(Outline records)
"""

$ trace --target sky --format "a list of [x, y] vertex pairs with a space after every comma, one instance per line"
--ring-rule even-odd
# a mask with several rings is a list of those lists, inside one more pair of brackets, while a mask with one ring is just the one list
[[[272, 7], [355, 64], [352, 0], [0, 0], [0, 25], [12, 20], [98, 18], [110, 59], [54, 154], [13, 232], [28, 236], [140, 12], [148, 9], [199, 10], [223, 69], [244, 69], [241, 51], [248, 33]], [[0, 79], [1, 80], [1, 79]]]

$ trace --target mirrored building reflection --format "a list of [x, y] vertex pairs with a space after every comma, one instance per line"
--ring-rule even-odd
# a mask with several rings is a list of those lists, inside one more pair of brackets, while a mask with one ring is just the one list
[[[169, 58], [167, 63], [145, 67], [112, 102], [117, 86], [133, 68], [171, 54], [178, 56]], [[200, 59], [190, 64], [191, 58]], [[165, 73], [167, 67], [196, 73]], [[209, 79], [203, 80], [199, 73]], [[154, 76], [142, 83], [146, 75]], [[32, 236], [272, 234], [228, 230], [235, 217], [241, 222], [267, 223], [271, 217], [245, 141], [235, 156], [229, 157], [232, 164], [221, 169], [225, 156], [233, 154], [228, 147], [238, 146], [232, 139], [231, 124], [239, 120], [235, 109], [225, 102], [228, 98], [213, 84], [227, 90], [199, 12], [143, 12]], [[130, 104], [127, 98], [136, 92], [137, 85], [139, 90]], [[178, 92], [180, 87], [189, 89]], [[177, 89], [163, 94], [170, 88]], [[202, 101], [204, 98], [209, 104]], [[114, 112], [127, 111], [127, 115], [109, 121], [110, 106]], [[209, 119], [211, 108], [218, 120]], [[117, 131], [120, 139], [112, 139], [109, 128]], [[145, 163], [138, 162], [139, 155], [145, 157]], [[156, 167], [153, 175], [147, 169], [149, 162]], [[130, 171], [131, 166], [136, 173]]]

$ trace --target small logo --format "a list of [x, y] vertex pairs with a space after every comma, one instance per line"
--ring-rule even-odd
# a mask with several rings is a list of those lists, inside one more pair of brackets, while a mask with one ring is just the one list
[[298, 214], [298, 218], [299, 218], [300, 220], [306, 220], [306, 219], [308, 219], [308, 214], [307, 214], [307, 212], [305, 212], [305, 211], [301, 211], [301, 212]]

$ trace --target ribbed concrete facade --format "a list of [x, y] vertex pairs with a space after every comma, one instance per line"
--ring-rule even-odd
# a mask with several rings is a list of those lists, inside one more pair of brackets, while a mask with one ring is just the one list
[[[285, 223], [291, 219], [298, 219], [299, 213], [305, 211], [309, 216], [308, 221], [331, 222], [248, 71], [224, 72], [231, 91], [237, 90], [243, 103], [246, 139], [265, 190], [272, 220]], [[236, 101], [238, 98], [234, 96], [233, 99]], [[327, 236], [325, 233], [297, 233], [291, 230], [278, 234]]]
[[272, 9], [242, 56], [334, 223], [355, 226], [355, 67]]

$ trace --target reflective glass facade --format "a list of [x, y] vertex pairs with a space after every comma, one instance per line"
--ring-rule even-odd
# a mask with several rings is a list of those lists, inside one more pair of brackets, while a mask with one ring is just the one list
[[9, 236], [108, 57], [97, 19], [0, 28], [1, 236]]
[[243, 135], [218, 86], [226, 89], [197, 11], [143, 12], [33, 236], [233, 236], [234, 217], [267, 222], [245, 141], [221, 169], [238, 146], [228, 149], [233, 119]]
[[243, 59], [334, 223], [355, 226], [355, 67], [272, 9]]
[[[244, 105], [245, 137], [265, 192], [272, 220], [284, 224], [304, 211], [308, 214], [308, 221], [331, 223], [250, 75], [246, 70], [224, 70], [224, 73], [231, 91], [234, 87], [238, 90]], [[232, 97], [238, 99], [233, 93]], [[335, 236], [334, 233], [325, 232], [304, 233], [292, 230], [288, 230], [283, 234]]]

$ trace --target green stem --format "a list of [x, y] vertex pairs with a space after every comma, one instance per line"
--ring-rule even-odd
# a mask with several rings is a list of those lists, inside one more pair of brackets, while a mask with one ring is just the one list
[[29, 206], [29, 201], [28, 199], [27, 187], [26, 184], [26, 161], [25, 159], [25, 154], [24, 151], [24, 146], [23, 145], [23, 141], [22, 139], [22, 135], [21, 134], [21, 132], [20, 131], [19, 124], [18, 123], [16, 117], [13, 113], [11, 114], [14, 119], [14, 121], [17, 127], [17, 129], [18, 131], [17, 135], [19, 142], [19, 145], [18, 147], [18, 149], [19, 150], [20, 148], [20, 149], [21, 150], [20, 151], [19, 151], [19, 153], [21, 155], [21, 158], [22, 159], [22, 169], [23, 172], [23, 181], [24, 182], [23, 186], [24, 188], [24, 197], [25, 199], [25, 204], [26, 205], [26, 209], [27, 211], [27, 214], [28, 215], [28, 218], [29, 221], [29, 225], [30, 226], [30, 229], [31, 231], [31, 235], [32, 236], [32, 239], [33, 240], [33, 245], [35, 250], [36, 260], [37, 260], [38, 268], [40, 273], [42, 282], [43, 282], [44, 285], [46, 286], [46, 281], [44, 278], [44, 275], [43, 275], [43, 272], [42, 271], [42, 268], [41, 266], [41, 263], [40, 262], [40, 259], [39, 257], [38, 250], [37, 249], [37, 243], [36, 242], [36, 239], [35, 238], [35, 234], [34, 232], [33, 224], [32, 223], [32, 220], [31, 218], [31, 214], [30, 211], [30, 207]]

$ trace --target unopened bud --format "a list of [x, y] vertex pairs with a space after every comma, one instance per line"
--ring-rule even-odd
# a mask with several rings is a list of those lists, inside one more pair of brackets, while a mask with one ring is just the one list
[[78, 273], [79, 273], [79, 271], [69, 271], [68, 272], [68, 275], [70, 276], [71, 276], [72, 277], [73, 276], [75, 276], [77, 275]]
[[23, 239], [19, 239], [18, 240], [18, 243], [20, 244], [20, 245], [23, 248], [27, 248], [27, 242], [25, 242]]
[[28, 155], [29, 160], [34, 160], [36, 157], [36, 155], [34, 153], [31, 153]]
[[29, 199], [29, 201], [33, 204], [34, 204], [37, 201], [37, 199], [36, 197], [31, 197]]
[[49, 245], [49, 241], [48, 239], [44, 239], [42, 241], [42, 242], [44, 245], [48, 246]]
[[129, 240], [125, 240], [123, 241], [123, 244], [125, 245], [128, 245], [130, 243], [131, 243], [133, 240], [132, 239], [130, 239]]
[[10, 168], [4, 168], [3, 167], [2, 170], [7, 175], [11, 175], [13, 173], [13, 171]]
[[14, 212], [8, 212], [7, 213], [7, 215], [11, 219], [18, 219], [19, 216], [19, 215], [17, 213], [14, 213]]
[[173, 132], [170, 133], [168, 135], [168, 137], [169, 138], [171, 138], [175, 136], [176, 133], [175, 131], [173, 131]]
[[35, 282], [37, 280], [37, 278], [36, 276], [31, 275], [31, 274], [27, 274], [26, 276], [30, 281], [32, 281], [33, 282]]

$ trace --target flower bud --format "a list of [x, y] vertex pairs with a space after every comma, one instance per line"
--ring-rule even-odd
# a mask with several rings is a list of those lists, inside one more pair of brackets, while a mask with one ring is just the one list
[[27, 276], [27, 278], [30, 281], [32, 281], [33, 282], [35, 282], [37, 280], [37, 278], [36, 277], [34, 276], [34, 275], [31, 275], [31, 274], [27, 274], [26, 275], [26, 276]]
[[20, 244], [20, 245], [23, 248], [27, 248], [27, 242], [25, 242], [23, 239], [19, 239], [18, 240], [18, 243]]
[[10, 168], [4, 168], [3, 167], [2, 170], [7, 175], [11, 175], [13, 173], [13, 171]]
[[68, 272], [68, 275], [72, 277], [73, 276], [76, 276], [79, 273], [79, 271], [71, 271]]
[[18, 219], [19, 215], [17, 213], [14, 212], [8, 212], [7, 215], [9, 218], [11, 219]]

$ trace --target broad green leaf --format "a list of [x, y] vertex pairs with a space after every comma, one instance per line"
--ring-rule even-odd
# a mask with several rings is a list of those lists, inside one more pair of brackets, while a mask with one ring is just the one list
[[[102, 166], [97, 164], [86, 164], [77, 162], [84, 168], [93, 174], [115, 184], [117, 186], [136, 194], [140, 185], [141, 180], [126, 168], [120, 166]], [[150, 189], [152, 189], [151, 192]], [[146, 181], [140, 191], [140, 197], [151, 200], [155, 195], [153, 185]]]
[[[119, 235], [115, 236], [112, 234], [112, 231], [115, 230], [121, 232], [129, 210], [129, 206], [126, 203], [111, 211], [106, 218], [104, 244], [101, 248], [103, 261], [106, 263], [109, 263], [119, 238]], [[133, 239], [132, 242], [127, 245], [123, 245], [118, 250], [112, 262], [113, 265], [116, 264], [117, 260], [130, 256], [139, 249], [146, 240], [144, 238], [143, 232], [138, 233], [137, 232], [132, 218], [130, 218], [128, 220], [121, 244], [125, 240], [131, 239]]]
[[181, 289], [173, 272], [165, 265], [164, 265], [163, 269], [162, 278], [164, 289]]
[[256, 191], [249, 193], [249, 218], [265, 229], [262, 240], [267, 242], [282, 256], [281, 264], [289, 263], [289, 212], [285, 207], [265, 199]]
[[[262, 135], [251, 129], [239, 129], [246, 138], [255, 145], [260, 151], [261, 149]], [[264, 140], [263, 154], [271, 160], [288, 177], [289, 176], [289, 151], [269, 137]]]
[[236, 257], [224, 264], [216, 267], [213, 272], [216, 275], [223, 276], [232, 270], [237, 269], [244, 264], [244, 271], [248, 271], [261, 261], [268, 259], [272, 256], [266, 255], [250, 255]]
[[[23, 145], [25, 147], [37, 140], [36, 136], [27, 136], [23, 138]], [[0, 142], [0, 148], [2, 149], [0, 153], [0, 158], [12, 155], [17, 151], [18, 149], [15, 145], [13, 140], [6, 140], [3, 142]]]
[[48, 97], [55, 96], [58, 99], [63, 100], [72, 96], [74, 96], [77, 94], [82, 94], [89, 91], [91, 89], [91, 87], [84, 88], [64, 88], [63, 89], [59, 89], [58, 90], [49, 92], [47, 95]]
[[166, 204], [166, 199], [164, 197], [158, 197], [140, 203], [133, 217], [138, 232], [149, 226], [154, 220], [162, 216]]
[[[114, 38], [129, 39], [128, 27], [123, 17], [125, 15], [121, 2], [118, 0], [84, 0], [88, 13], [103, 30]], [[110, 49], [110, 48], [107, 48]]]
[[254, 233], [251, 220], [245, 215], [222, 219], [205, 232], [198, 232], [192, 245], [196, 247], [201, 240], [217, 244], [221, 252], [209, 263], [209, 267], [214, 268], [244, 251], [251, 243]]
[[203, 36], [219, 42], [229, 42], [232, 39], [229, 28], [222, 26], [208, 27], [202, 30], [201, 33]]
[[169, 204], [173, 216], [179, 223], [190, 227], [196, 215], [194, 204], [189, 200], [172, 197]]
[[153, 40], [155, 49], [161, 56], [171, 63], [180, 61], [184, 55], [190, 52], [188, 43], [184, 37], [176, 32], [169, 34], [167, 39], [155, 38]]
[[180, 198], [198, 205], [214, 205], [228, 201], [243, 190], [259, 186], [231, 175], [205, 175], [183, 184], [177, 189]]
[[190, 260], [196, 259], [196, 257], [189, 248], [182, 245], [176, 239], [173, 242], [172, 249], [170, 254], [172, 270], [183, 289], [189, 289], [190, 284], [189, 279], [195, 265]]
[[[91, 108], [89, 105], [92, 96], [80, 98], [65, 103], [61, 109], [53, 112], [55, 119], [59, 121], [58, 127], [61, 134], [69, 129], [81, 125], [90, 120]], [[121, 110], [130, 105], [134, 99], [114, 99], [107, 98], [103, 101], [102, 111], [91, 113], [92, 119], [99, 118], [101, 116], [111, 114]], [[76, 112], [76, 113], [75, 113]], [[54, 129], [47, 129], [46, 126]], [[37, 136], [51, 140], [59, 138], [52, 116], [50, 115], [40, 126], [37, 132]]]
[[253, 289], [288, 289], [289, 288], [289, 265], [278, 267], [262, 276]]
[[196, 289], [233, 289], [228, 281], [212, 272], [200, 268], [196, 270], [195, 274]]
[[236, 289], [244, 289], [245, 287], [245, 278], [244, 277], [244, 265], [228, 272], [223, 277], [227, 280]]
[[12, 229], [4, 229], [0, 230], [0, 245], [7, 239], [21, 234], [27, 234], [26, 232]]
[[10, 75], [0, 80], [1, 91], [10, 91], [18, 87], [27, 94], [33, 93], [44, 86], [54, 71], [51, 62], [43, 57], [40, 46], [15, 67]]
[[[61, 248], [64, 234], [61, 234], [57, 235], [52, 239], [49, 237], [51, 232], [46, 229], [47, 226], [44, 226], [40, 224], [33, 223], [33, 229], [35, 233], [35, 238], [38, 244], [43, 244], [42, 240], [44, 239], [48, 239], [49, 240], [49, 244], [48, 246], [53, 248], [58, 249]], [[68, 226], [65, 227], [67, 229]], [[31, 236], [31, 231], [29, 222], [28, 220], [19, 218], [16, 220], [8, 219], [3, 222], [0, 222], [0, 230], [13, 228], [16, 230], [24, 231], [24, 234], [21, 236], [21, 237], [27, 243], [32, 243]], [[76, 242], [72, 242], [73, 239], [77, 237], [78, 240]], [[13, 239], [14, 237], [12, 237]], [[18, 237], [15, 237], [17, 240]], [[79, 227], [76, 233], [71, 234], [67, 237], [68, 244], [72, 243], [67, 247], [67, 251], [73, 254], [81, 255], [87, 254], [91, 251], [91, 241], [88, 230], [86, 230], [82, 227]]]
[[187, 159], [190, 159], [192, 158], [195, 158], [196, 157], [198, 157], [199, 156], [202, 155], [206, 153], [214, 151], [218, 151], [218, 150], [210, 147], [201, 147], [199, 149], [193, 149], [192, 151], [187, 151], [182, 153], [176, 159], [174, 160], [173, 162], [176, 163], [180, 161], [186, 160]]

"""

- [GIVEN INSTRUCTION]:
Copy the outline records word for word from the first line up to and including the line that contains "80], [1, 79]]]".

- [FINAL ANSWER]:
$ trace --target sky --format "a list of [x, y] vertex pairs with a space after every comma, one instance per line"
--ring-rule even-odd
# a mask with several rings is a list of those lists, inside one more pair of brackets, while a mask with one ring is just the one list
[[[272, 7], [355, 64], [352, 0], [0, 0], [0, 25], [12, 20], [98, 18], [110, 59], [54, 154], [13, 232], [28, 236], [140, 12], [148, 9], [199, 10], [223, 69], [244, 69], [241, 51], [248, 33]], [[0, 79], [1, 80], [1, 79]]]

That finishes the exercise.